DeSouza did not respond to a request for comment.
The company’s voluntary turnover among directors and above stood at 5% in 2018 and ticked up a percentage point the next year. But the figure jumped to 13% in 2020 and climbed to 17% the following year. The rate dropped to 7% in 2022, according to Illumina’s 2022 and 2021 corporate social responsibility reports.
Competitors like Roche have poached Illumina talent, and the departures have led to a rise in startup competitors like Element Biosciences. Molly He – Element’s CEO and a former senior director at Illumina – said that when customers have considered one of Element’s machines, Illumina has responded by discounting its prices.
“It’s a common theme,” said He. As of last month, Element had sold about 50 of its desktop sequencers, and the company has about 300 employees.
Shawn Baker, a genomics consultant and former Illumina employee, said companies commonly discount products for key opinion leaders in the space.
“Illumina having to offer discounts in the face of new competition is exactly what I would expect,” Baker said.
Illumina is profitable, but financial pressure is evident. In its latest quarterly results, Illumina reported revenue of $1.1 billion during the first quarter, down 11% from the same period in 2022.
While Illumina’s fledgling competition is grabbing headlines, the company still commands some 80% of the market, according to a recent analysis from Baker.
“It’s pretty easy to get excited about all the new competition — and there is new competition,” Baker said. “It doesn’t just change instantly. It’s not like flipping a switch.”

Given records:
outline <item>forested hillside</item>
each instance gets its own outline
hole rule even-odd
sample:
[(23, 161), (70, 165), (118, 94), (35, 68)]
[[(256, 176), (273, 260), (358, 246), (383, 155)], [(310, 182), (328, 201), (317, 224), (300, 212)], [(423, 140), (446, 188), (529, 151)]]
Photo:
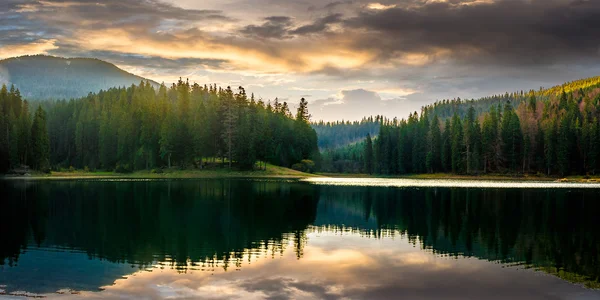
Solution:
[(346, 146), (348, 144), (360, 142), (365, 139), (367, 134), (372, 136), (379, 132), (379, 124), (382, 117), (365, 117), (360, 121), (337, 121), (313, 123), (312, 127), (319, 137), (319, 149), (331, 150)]
[(293, 116), (286, 102), (257, 101), (242, 87), (179, 80), (157, 91), (143, 81), (40, 102), (33, 121), (17, 90), (3, 87), (0, 104), (2, 171), (29, 165), (128, 172), (202, 168), (207, 160), (239, 169), (257, 168), (257, 161), (302, 169), (307, 159), (319, 159), (304, 99)]
[[(145, 80), (111, 63), (92, 58), (46, 55), (0, 61), (0, 84), (15, 85), (28, 100), (71, 99)], [(156, 82), (151, 84), (158, 87)]]
[(595, 174), (600, 167), (598, 80), (560, 88), (558, 95), (556, 87), (432, 104), (408, 119), (383, 120), (372, 145), (364, 143), (361, 152), (354, 146), (338, 149), (323, 156), (323, 165), (337, 163), (332, 169), (338, 172), (360, 166), (377, 174)]

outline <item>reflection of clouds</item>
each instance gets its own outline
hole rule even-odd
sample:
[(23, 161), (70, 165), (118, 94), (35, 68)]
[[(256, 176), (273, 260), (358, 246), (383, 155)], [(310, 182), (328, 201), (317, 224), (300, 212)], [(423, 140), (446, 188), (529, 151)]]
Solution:
[[(358, 232), (308, 234), (304, 257), (288, 245), (281, 257), (261, 255), (241, 271), (181, 274), (140, 271), (89, 298), (202, 299), (594, 299), (558, 278), (503, 268), (474, 258), (438, 256), (406, 236), (367, 238)], [(417, 244), (418, 245), (418, 244)], [(507, 288), (509, 287), (509, 288)], [(587, 298), (586, 298), (587, 297)]]

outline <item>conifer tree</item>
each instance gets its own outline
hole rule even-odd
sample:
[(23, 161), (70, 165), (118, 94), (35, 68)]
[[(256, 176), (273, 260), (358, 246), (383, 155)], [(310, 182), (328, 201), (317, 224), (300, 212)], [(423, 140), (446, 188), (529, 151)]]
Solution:
[(373, 174), (373, 141), (371, 140), (371, 134), (367, 133), (367, 139), (365, 141), (365, 172), (367, 174)]

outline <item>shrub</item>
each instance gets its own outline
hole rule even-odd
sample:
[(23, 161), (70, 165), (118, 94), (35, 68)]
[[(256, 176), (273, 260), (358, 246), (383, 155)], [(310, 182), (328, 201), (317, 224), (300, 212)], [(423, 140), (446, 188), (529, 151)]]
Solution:
[(315, 162), (310, 159), (303, 159), (299, 163), (293, 164), (292, 169), (300, 172), (313, 173), (315, 171)]
[(129, 164), (117, 164), (117, 167), (115, 168), (115, 172), (116, 173), (131, 173), (131, 168), (129, 167)]

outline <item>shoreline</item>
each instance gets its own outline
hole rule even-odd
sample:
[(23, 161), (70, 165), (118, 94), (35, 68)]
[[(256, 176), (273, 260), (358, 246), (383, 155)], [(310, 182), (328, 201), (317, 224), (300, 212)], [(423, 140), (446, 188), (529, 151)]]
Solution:
[(585, 178), (584, 175), (573, 176), (536, 176), (536, 175), (508, 175), (508, 174), (484, 174), (484, 175), (457, 175), (448, 173), (434, 174), (406, 174), (406, 175), (370, 175), (349, 173), (316, 173), (325, 177), (334, 178), (373, 178), (373, 179), (421, 179), (421, 180), (465, 180), (465, 181), (513, 181), (513, 182), (580, 182), (600, 183), (600, 175)]
[(454, 175), (446, 173), (437, 174), (409, 174), (400, 176), (378, 176), (369, 174), (349, 173), (303, 173), (283, 167), (271, 166), (267, 170), (237, 171), (227, 169), (211, 170), (166, 170), (163, 173), (150, 171), (137, 171), (132, 173), (115, 172), (51, 172), (50, 174), (32, 173), (25, 175), (3, 175), (0, 180), (80, 180), (80, 179), (203, 179), (203, 178), (258, 178), (258, 179), (303, 179), (314, 177), (329, 178), (372, 178), (372, 179), (418, 179), (418, 180), (464, 180), (464, 181), (508, 181), (508, 182), (563, 182), (563, 183), (600, 183), (600, 176), (585, 178), (586, 176), (549, 177), (532, 175)]
[(200, 179), (200, 178), (265, 178), (265, 179), (301, 179), (320, 177), (284, 167), (269, 165), (267, 170), (238, 171), (229, 169), (208, 170), (148, 170), (131, 173), (104, 171), (53, 171), (49, 174), (32, 172), (30, 175), (4, 175), (0, 180), (78, 180), (78, 179)]

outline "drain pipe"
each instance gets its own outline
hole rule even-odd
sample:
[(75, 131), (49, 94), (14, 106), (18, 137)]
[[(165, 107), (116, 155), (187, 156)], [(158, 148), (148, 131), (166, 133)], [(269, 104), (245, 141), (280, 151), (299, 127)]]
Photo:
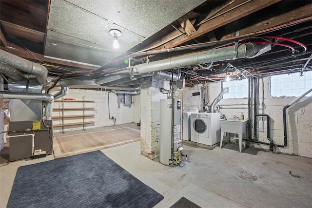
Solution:
[(57, 93), (56, 94), (53, 95), (53, 96), (54, 97), (54, 99), (57, 99), (60, 97), (62, 97), (64, 95), (66, 95), (67, 93), (68, 93), (68, 89), (69, 87), (66, 86), (62, 86), (61, 87), (61, 89), (60, 89), (60, 91), (59, 91), (58, 93)]
[(0, 61), (23, 72), (36, 75), (40, 84), (44, 84), (48, 77), (47, 68), (38, 63), (34, 63), (17, 56), (0, 50)]
[(136, 75), (202, 63), (253, 57), (258, 54), (260, 49), (258, 45), (244, 43), (238, 47), (234, 45), (140, 64), (132, 67), (130, 71), (133, 75)]
[(17, 81), (22, 81), (25, 79), (23, 74), (19, 70), (3, 63), (0, 63), (0, 73), (4, 74)]
[(214, 108), (215, 107), (215, 105), (216, 105), (216, 104), (218, 103), (219, 101), (220, 101), (220, 100), (221, 100), (221, 97), (227, 92), (228, 92), (227, 89), (223, 89), (223, 90), (222, 91), (221, 93), (220, 93), (220, 94), (219, 94), (219, 95), (215, 98), (215, 99), (214, 100), (214, 101), (213, 101), (213, 103), (210, 106), (209, 112), (214, 113)]
[[(283, 108), (283, 125), (284, 125), (284, 145), (277, 145), (275, 144), (273, 144), (273, 140), (270, 137), (270, 132), (271, 132), (271, 127), (270, 127), (270, 116), (268, 115), (265, 114), (256, 114), (256, 116), (266, 116), (267, 117), (267, 119), (268, 119), (268, 128), (267, 128), (267, 131), (268, 131), (268, 132), (267, 132), (267, 137), (268, 137), (268, 139), (270, 141), (270, 143), (267, 143), (267, 142), (261, 142), (260, 141), (255, 141), (253, 139), (244, 139), (245, 141), (247, 141), (249, 142), (254, 142), (254, 143), (259, 143), (259, 144), (264, 144), (264, 145), (270, 145), (270, 151), (273, 151), (273, 147), (282, 147), (282, 148), (285, 148), (287, 146), (287, 123), (286, 123), (286, 109), (288, 108), (289, 108), (290, 107), (291, 107), (292, 104), (293, 104), (294, 103), (295, 103), (295, 102), (298, 101), (300, 99), (301, 99), (302, 97), (303, 97), (304, 96), (305, 96), (305, 95), (307, 95), (309, 94), (309, 93), (310, 93), (311, 92), (312, 92), (312, 88), (310, 89), (309, 90), (308, 90), (308, 91), (307, 91), (306, 92), (305, 92), (305, 93), (304, 93), (303, 94), (302, 94), (301, 95), (300, 95), (299, 97), (298, 97), (297, 98), (295, 99), (294, 100), (293, 100), (293, 101), (292, 101), (292, 102), (291, 102), (290, 104), (289, 104), (288, 105), (286, 105), (286, 106), (285, 106), (284, 107), (284, 108)], [(254, 126), (254, 129), (256, 129), (256, 126)]]
[(111, 113), (109, 109), (109, 94), (110, 93), (112, 93), (112, 91), (110, 91), (108, 93), (107, 93), (107, 99), (108, 102), (108, 118), (109, 118), (110, 120), (113, 120), (113, 121), (114, 122), (114, 125), (116, 125), (116, 118), (114, 116), (111, 117)]
[(7, 99), (45, 101), (46, 103), (45, 120), (51, 120), (51, 116), (52, 115), (53, 102), (54, 101), (54, 97), (52, 95), (0, 91), (0, 97)]
[(286, 147), (287, 146), (287, 125), (286, 124), (286, 109), (291, 107), (292, 104), (298, 102), (302, 97), (312, 92), (312, 88), (302, 94), (299, 97), (297, 97), (288, 105), (286, 105), (283, 108), (283, 123), (284, 125), (284, 146)]

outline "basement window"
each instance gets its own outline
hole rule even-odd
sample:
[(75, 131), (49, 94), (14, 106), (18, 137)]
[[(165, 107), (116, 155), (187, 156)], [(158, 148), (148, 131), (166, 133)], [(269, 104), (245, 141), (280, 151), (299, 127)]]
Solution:
[(222, 82), (222, 89), (228, 89), (228, 92), (223, 95), (223, 99), (247, 98), (248, 79)]
[[(312, 71), (271, 76), (272, 97), (297, 97), (312, 88)], [(312, 93), (306, 96), (312, 96)]]

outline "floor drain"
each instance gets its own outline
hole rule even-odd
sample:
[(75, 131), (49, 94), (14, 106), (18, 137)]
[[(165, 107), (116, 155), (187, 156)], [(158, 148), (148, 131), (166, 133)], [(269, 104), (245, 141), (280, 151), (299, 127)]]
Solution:
[(254, 181), (256, 180), (257, 179), (256, 176), (255, 176), (252, 174), (246, 172), (241, 172), (239, 177), (242, 179), (247, 180), (252, 182), (253, 182)]

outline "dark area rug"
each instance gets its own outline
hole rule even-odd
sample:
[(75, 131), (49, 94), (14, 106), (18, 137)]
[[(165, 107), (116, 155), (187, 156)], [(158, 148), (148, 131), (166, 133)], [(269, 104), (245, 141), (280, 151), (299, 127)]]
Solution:
[(100, 151), (20, 167), (8, 208), (152, 208), (163, 196)]
[(186, 198), (182, 197), (176, 202), (170, 208), (201, 208)]

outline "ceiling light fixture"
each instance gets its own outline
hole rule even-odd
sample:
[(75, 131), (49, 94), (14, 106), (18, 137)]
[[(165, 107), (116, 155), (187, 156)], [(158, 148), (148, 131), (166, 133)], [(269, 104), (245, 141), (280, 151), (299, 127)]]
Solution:
[(119, 48), (119, 43), (118, 42), (118, 37), (121, 35), (121, 32), (120, 30), (116, 29), (112, 29), (109, 31), (109, 33), (114, 36), (114, 43), (113, 47), (114, 48)]
[(226, 75), (225, 76), (225, 81), (228, 82), (231, 80), (231, 75), (228, 74), (227, 72), (226, 73)]

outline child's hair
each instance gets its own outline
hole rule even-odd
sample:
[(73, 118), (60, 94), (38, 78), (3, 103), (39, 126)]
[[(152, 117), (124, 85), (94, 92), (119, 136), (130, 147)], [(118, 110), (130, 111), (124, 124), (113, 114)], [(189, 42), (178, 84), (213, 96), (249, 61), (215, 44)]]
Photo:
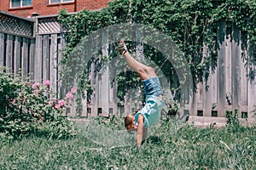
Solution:
[(131, 113), (127, 116), (125, 117), (125, 127), (127, 130), (130, 129), (130, 125), (132, 124), (132, 118), (137, 112), (138, 112), (140, 109), (137, 109), (135, 113)]

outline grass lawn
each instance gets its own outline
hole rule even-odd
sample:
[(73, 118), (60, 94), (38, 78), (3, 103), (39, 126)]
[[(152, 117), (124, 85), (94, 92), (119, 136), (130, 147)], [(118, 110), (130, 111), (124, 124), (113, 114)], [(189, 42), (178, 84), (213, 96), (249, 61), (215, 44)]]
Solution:
[[(129, 142), (134, 134), (125, 145), (124, 136), (111, 130), (121, 128), (119, 121), (97, 120), (103, 128), (77, 122), (77, 135), (67, 139), (2, 139), (0, 169), (256, 169), (255, 128), (199, 128), (165, 121), (138, 149)], [(93, 139), (97, 132), (101, 138)]]

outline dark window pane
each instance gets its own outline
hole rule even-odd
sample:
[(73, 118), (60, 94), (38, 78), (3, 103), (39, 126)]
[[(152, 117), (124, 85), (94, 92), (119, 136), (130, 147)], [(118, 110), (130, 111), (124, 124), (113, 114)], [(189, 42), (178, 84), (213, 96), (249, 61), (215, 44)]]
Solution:
[(20, 7), (20, 0), (11, 0), (11, 8)]
[(31, 6), (31, 5), (32, 5), (32, 0), (22, 0), (22, 7)]
[(50, 0), (50, 3), (61, 3), (61, 0)]

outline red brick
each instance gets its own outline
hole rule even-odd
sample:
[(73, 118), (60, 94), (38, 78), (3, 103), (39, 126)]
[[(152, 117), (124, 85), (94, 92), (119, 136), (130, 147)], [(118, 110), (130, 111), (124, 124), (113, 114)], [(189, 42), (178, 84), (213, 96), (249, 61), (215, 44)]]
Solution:
[(22, 17), (32, 16), (32, 13), (39, 15), (56, 14), (61, 8), (67, 8), (68, 12), (79, 12), (84, 8), (96, 10), (107, 7), (109, 0), (75, 0), (73, 3), (49, 4), (49, 0), (32, 0), (31, 8), (9, 8), (10, 0), (0, 0), (0, 10), (20, 15)]

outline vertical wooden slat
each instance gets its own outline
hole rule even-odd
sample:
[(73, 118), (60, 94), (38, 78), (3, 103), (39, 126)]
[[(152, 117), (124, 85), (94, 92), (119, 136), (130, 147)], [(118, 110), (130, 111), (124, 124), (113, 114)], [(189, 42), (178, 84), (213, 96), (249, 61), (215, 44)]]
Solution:
[[(250, 37), (247, 36), (247, 58), (248, 60), (253, 60), (253, 44), (251, 43), (249, 41)], [(253, 65), (253, 63), (248, 62), (247, 65), (247, 73), (249, 73), (251, 71), (254, 71), (255, 67)], [(253, 119), (254, 116), (254, 107), (256, 106), (256, 81), (255, 79), (250, 79), (247, 77), (247, 114), (248, 118)], [(254, 88), (255, 87), (255, 88)]]
[[(242, 65), (241, 60), (241, 33), (238, 29), (233, 26), (232, 34), (232, 99), (233, 99), (233, 110), (238, 109), (239, 113), (241, 112), (241, 94), (243, 91), (241, 89), (241, 65)], [(240, 115), (240, 114), (239, 114)]]
[(15, 75), (20, 73), (20, 69), (21, 68), (21, 39), (20, 37), (15, 37)]
[(93, 90), (93, 94), (90, 96), (91, 99), (91, 116), (97, 116), (98, 113), (98, 75), (96, 74), (96, 65), (91, 64), (91, 74), (90, 74), (90, 84)]
[(28, 73), (28, 41), (26, 37), (22, 38), (22, 57), (21, 57), (21, 70), (24, 76), (27, 76)]
[(29, 73), (30, 73), (30, 79), (34, 80), (35, 75), (35, 39), (31, 39), (30, 42), (30, 51), (29, 51)]
[(225, 36), (226, 41), (226, 48), (225, 48), (225, 62), (226, 62), (226, 94), (230, 102), (231, 102), (232, 99), (232, 42), (231, 42), (231, 28), (230, 26), (227, 26), (227, 35)]
[(13, 36), (7, 35), (7, 44), (6, 44), (6, 66), (13, 71)]
[(42, 80), (42, 36), (36, 37), (35, 81)]
[[(108, 57), (108, 34), (107, 32), (102, 33), (102, 54), (103, 56)], [(104, 67), (102, 68), (102, 80), (100, 82), (100, 87), (102, 88), (102, 116), (108, 116), (109, 112), (109, 65), (108, 63), (106, 63)]]
[(49, 80), (49, 35), (45, 35), (43, 37), (43, 79), (44, 80)]
[[(206, 44), (204, 44), (203, 47), (203, 57), (207, 60), (210, 57), (208, 48)], [(207, 77), (207, 80), (204, 80), (205, 86), (207, 85), (208, 88), (203, 87), (203, 113), (204, 116), (211, 116), (211, 110), (212, 110), (212, 68), (210, 68), (209, 71), (209, 76)]]
[(197, 94), (196, 94), (196, 99), (197, 99), (197, 110), (202, 110), (203, 107), (203, 84), (201, 82), (199, 82), (197, 84)]
[(218, 112), (219, 116), (225, 116), (226, 73), (225, 73), (225, 22), (219, 23), (217, 31), (218, 41)]
[(0, 66), (4, 65), (4, 34), (0, 33)]
[(50, 88), (56, 93), (57, 88), (57, 35), (51, 35), (50, 54), (49, 54), (49, 81)]
[(58, 98), (62, 98), (62, 80), (61, 79), (61, 72), (62, 71), (62, 65), (61, 65), (61, 62), (63, 59), (64, 55), (64, 50), (65, 48), (65, 39), (63, 37), (61, 37), (60, 43), (58, 43), (58, 88), (57, 88), (57, 94)]

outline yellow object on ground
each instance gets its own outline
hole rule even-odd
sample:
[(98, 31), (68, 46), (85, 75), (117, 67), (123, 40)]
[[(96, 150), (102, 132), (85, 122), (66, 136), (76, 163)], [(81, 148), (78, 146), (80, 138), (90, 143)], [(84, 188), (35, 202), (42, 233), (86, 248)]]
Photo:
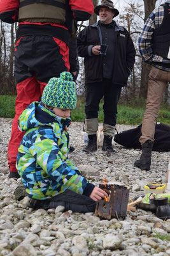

What this exercise asks:
**A)** According to the Illumina article, what share of the market does Illumina still command?
**B)** Reproduce verbatim everything in the Illumina article from "While Illumina’s fledgling" down to "analysis from Baker.".

Answer set:
**A)** Some 80% of the market.

**B)**
While Illumina’s fledgling competition is grabbing headlines, the company still commands some 80% of the market, according to a recent analysis from Baker.